Recent research has extended this work to Santa Barbara County and yielded results suggesting both that phenology of some tick species is remarkably constant over large geographic areas and that tick populations and communities can be highly variable even within relatively small geographic areas with similar habitats and climate. As a result, acaralogical risk is expected to be highly variable across the landscape.
Recent large-scale studies and surveillance efforts have been undertaken in the eastern US to characterize this variability and identify areas of high expected acaralogical risk. This type of large-scale sampling effort on the ground is crucial to our understanding of the highly geographically variable nature of ticks and tick-borne diseases and what factors are driving their emergence.
This project aims to use the UC Natural Reserve System to carry out a standardized sampling and surveillance effort applied at a larger geographical scale than has yet been undertaken in California. The goal of which is both to begin to characterize regional differences in tick communities, infection prevalence, and human risk as well as provide baseline information for the UC Reserves, and for the safety of staff and researchers working on them, that can be built upon in future studies. Specifically, data collected from the reserves will be used to ask the following questions:
1. How do tick community composition and relative abundance differ regionally in California?

MATERIAL SHOWN
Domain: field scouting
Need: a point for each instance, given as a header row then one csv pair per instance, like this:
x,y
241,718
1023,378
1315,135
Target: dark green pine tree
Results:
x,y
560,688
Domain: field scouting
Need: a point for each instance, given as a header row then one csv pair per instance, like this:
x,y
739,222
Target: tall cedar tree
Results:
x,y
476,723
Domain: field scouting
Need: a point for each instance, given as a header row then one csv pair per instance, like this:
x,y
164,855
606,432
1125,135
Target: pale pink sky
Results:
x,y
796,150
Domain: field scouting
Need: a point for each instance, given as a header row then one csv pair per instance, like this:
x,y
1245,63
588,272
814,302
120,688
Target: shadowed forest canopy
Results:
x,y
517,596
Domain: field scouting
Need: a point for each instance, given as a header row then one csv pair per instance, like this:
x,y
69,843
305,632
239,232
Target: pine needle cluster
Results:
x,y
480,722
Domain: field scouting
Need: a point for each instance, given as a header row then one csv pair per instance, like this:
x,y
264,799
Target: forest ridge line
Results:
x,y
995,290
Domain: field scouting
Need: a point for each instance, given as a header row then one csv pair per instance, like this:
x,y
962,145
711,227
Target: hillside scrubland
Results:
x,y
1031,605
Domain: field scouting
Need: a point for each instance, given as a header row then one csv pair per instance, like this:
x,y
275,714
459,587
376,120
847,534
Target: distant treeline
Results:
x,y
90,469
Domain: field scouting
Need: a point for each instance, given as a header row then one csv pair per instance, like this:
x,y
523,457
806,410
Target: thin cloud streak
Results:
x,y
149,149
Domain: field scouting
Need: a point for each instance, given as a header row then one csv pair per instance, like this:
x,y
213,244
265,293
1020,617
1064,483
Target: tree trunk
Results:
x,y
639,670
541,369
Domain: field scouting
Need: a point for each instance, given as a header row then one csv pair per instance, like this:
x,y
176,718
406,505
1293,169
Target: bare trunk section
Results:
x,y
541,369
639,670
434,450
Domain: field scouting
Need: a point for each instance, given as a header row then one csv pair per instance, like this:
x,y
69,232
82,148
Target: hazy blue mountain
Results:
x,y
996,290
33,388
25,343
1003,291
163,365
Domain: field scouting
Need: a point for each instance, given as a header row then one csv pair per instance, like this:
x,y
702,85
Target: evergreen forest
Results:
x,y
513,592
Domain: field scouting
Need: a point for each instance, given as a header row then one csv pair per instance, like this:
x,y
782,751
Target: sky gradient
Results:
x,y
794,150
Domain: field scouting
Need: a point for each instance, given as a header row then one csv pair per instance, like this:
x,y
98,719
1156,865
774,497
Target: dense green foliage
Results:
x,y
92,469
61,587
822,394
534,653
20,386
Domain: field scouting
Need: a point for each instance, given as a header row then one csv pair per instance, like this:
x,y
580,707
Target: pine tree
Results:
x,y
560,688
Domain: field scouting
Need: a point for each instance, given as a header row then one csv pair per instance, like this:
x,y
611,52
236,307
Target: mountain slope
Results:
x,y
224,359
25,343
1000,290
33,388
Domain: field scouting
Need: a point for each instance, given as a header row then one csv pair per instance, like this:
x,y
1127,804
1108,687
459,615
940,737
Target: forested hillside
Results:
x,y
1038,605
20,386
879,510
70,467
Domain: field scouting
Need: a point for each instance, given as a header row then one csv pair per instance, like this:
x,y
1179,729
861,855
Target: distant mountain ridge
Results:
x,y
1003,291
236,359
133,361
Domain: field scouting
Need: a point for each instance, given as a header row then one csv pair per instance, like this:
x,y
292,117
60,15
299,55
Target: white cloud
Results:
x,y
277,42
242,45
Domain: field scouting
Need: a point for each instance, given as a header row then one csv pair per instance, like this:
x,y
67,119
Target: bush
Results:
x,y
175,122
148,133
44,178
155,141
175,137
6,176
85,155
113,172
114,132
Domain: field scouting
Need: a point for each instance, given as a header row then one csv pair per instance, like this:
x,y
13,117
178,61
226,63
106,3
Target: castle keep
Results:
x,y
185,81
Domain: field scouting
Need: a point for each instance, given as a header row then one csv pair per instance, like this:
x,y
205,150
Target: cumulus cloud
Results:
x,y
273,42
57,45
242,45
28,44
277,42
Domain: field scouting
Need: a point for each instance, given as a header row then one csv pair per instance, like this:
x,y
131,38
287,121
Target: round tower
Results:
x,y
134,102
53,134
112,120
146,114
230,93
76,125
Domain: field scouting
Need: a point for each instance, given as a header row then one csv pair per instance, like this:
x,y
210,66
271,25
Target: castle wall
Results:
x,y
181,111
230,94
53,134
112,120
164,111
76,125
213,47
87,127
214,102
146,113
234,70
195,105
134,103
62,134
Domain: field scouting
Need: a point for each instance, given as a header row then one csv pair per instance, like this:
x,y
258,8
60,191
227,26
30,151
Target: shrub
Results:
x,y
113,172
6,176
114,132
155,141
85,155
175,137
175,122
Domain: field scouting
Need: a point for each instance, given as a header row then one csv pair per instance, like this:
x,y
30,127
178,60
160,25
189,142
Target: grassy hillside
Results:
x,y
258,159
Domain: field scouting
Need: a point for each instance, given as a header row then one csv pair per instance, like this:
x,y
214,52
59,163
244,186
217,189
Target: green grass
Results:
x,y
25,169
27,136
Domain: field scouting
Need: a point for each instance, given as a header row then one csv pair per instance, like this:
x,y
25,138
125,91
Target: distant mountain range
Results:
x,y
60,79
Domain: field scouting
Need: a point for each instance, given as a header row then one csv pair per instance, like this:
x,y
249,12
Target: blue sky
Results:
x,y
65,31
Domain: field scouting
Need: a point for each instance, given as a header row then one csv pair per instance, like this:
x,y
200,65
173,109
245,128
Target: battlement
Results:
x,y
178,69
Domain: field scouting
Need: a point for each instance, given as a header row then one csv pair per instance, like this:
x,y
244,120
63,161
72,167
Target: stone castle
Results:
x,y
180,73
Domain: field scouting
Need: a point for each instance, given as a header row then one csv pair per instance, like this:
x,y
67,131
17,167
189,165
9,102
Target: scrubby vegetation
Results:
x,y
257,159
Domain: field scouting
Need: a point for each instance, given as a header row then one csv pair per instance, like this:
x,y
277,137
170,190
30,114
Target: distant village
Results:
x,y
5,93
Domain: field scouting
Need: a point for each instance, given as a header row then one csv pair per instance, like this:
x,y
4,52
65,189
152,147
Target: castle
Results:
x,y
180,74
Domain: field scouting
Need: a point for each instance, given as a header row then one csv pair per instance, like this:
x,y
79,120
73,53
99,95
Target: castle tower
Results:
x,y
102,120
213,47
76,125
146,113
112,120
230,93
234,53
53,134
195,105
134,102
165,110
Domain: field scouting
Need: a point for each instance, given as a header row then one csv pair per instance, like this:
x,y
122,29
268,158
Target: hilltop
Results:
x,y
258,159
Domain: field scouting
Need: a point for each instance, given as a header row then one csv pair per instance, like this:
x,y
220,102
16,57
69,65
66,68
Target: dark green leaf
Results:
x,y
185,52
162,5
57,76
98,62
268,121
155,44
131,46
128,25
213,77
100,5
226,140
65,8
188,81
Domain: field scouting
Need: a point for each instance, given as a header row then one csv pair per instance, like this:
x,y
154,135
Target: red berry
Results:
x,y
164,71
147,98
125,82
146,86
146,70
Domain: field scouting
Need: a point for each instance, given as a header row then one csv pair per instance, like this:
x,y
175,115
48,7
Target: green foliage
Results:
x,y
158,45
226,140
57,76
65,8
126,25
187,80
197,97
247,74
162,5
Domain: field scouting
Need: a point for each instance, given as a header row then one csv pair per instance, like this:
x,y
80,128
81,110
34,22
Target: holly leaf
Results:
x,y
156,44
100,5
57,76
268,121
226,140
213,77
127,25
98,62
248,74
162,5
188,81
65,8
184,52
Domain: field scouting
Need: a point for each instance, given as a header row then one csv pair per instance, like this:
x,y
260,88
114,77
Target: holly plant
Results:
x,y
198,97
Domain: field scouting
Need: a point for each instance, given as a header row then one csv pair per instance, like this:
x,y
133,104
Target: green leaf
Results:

EXERCISE TASKS
1 > From the passage on tick surveillance in the UC Natural Reserve System, copy everything from "Recent large-scale studies" down to "driving their emergence.".
2 > Carry on the passage about tick sampling across the UC Natural Reserve System from the point where it stops.

RESPONSES TO THE EXERCISE
1 >
Recent large-scale studies and surveillance efforts have been undertaken in the eastern US to characterize this variability and identify areas of high expected acaralogical risk. This type of large-scale sampling effort on the ground is crucial to our understanding of the highly geographically variable nature of ticks and tick-borne diseases and what factors are driving their emergence.

2 >
H1: I. pacificus will make up a larger proportion of the community at higher latitudes and in cooler, wetter climates; the proportion will decrease as latitude decreases and as climate becomes hotter and drier where it will be dominated by Dermacentor spp.
H2: Overall tick abundance will decrease with latitude and as climate becomes more arid.
2. Are there differences in infection prevalence of I. pacificus with B. burgdorferi on a regional scale in California?
H3: Infection prevalence will be highest in the north and decrease with latitude.